─── TEXT PASSAGE ───

What Happens When a User Logs In?

Well environment variables used to customize a user’s login environment can be defined from the command line, they are more commonly defined by several scripts that execute during the login process. Typically, three scripts execute during the login process to initialize the user’s environment.

The first is a system-wide script maintained by the system administrator to define general environment variables required by all users.

The second is a local login script maintained by each user. Local login scripts can override or modify the system defaults on a user-by-user basis.

The optional additional local login script can define additional environment variables or set additional shell features. In the POSIX shell, this additional script is often used to define shell aliases.

The login script names vary from shell to shell. A detailed discussion of the login scripts used by the POSIX, Korn, and C shells follows:

Shell Environment Initialization Sequence

  • The shell runs the appropriate system login script, which initializes the user’s environment. The system login scripts define a default environment, and can be customized by the system administrator.

───

**GOAL**. Update the login process passage from "Shell Environment Initialization" up to and including "the system administrator.", changing "default environment" to "baseline environment". The listing further down has nothing to do with this.

─── SUPPLIED ENTRIES ───

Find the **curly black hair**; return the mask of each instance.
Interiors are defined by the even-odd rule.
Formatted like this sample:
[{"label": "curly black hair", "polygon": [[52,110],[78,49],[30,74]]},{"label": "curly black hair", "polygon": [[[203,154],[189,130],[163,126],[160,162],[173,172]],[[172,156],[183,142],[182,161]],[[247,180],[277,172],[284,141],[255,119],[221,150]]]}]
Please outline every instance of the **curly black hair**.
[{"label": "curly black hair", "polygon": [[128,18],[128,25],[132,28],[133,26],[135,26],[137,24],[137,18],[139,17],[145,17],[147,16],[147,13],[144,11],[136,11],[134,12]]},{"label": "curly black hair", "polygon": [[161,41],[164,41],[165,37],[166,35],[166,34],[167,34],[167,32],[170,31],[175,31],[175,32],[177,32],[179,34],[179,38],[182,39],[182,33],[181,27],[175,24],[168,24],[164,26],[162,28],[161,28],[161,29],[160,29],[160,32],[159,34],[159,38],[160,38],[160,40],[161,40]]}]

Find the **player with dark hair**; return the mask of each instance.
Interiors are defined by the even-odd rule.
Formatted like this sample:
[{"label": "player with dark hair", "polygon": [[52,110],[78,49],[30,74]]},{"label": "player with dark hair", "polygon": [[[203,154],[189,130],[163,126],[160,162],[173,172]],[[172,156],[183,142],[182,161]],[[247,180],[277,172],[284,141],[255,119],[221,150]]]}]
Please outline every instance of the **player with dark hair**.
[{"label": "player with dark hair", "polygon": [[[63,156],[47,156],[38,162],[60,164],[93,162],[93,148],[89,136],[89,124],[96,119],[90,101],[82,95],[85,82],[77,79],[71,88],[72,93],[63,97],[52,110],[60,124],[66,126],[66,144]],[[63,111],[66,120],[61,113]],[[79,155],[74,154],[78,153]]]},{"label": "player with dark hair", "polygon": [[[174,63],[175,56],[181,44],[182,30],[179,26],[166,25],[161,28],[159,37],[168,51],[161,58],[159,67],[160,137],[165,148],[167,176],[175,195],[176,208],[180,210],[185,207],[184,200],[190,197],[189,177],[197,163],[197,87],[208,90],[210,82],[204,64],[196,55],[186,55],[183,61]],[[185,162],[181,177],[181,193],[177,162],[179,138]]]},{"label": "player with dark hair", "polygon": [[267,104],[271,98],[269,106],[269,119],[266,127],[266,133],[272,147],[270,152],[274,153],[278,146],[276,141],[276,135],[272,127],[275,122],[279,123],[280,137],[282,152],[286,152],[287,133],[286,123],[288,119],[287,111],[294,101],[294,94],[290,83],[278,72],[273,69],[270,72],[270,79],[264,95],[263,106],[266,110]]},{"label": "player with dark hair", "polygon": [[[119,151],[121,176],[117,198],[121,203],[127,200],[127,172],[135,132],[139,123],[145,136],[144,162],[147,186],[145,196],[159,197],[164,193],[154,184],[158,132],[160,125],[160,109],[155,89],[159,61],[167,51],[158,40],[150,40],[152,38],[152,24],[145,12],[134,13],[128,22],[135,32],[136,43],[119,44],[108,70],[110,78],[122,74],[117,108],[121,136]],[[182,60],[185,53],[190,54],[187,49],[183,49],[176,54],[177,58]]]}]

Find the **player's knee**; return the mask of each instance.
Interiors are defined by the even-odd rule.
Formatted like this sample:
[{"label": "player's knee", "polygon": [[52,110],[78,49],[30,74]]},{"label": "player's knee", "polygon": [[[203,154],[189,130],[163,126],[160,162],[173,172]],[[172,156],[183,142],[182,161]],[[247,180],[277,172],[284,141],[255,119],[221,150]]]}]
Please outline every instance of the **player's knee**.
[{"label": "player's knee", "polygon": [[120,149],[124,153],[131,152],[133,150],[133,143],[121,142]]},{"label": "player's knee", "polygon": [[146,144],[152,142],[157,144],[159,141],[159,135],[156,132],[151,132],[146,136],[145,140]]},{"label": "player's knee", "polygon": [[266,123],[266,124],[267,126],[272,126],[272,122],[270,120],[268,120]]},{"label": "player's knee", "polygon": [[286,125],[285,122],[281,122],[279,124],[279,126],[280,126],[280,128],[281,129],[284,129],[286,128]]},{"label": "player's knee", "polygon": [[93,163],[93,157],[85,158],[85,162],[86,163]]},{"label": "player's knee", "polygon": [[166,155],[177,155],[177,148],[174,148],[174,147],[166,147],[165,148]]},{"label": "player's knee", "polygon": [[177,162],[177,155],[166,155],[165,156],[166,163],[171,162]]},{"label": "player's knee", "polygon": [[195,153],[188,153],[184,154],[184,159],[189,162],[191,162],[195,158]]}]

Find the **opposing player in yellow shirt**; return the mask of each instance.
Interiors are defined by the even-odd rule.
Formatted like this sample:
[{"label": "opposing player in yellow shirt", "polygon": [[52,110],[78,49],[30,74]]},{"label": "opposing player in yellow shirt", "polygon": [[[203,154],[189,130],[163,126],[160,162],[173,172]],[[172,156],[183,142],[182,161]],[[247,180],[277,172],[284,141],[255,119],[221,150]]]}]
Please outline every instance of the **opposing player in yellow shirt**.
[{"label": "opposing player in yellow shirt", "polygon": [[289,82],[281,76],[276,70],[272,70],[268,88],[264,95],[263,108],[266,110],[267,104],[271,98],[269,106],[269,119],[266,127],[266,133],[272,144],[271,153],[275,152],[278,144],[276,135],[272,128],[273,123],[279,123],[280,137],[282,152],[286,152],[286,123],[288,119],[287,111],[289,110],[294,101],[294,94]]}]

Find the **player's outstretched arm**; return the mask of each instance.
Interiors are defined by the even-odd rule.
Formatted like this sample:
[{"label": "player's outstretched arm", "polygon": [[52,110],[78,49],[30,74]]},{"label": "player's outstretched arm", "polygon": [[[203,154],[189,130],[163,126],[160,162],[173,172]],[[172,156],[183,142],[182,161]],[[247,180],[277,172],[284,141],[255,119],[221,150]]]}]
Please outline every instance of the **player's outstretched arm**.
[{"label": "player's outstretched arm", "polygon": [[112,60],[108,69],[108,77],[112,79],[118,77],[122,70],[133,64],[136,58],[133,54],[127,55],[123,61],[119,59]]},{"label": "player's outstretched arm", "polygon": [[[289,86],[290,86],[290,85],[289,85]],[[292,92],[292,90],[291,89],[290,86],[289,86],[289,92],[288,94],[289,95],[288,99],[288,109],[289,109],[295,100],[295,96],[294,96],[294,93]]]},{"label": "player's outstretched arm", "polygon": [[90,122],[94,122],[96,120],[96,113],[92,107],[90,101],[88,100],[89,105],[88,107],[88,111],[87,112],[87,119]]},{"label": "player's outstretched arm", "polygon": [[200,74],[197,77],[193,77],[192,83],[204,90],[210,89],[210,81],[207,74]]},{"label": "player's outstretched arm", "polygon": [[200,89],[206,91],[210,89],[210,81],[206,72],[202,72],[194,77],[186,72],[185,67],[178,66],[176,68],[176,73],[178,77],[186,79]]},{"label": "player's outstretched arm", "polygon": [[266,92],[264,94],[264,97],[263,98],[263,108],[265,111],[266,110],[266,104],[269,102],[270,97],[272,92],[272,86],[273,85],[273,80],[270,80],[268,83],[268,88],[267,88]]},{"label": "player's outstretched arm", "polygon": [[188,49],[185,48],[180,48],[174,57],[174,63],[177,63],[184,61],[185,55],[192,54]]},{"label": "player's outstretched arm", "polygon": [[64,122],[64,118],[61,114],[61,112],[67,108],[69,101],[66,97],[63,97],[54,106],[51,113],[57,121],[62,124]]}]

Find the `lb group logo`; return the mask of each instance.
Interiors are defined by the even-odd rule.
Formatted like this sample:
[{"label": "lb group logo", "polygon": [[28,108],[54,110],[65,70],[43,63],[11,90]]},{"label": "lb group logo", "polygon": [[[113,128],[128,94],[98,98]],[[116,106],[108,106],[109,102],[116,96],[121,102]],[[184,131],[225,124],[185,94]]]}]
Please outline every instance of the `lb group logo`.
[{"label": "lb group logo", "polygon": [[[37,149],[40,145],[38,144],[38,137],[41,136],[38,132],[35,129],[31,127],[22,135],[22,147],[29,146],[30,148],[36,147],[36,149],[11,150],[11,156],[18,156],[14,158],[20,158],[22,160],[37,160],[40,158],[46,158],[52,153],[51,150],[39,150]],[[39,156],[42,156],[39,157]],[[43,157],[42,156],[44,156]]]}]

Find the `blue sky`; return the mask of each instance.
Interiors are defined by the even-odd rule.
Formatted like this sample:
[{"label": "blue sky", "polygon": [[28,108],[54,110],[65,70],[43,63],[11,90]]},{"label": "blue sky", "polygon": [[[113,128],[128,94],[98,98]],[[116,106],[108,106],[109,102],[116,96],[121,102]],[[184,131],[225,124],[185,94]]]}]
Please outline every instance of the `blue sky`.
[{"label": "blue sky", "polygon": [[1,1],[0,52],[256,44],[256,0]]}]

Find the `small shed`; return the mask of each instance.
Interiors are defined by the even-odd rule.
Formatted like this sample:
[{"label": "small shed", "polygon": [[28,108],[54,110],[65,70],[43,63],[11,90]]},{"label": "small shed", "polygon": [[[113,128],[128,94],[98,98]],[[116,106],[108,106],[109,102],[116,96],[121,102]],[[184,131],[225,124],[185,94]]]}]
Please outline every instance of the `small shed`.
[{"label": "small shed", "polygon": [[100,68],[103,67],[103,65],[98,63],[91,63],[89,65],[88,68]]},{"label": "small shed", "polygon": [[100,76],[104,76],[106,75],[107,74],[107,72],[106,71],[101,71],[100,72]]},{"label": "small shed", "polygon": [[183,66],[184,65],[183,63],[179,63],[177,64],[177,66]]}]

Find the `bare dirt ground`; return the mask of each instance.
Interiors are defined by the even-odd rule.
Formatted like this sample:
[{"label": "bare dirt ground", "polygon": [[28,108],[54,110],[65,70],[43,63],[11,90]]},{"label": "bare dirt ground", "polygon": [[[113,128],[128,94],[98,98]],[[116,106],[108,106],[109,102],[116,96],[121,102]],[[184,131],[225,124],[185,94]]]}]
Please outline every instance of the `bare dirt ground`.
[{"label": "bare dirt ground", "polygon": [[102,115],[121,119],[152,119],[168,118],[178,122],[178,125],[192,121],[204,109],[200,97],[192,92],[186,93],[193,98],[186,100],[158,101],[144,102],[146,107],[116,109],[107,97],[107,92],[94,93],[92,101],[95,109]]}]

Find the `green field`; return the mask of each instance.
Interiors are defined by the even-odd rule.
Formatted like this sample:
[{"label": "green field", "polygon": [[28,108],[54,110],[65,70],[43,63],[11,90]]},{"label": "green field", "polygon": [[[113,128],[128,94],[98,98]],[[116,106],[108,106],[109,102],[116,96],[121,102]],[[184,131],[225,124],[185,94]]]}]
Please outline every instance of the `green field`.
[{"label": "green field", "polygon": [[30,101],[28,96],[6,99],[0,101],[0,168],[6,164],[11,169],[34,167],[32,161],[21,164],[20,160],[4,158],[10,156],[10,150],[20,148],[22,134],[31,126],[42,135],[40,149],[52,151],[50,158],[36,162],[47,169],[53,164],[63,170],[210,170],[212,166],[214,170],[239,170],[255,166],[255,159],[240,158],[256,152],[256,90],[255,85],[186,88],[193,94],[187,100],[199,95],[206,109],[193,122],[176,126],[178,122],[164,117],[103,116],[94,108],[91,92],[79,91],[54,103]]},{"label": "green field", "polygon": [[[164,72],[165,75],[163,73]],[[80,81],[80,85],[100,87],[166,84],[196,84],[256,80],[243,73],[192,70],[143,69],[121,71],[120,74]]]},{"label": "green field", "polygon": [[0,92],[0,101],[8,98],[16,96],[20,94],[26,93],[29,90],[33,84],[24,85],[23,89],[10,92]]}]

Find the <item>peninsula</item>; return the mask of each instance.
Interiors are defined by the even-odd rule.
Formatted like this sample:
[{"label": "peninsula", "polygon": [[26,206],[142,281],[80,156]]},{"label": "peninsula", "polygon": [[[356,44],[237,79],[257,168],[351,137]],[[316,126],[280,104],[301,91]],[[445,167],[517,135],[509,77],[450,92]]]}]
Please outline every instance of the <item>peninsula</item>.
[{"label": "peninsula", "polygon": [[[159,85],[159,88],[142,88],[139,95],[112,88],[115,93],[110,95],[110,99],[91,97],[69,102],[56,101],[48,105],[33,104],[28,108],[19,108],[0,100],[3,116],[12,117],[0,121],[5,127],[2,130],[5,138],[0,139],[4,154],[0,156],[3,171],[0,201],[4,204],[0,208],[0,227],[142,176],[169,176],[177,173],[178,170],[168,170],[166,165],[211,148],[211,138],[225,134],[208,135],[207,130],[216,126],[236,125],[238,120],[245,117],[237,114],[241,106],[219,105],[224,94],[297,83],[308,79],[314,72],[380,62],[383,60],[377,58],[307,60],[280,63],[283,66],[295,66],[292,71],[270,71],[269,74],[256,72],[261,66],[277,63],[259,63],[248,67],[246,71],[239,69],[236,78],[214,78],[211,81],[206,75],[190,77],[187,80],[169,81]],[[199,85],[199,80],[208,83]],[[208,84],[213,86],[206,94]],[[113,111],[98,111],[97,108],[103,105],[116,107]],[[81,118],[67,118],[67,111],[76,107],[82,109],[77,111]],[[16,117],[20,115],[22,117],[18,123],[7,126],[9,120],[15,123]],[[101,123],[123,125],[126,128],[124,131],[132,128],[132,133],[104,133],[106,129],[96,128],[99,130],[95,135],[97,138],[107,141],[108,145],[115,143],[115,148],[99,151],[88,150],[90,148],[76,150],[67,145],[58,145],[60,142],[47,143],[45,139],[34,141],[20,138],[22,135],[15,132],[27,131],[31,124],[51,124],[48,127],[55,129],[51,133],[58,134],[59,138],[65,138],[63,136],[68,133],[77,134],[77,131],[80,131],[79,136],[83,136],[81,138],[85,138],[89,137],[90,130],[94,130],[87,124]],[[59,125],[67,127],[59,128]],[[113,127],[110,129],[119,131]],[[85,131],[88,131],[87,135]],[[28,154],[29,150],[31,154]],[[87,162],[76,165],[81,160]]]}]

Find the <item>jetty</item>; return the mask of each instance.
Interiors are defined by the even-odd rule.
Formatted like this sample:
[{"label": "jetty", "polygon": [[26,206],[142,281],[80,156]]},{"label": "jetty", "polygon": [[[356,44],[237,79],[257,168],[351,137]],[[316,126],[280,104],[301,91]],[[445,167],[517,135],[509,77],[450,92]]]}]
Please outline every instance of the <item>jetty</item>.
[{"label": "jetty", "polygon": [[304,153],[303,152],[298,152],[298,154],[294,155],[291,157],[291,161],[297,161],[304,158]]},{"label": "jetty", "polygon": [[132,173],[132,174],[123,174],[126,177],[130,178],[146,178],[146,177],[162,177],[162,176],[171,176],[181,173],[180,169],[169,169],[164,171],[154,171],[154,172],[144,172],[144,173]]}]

───

**ANSWER TO THE TASK**.
Shell Environment Initialization Sequence

  • The shell runs the appropriate system login script, which initializes the user’s environment. The system login scripts define a baseline environment, and can be customized by the system administrator.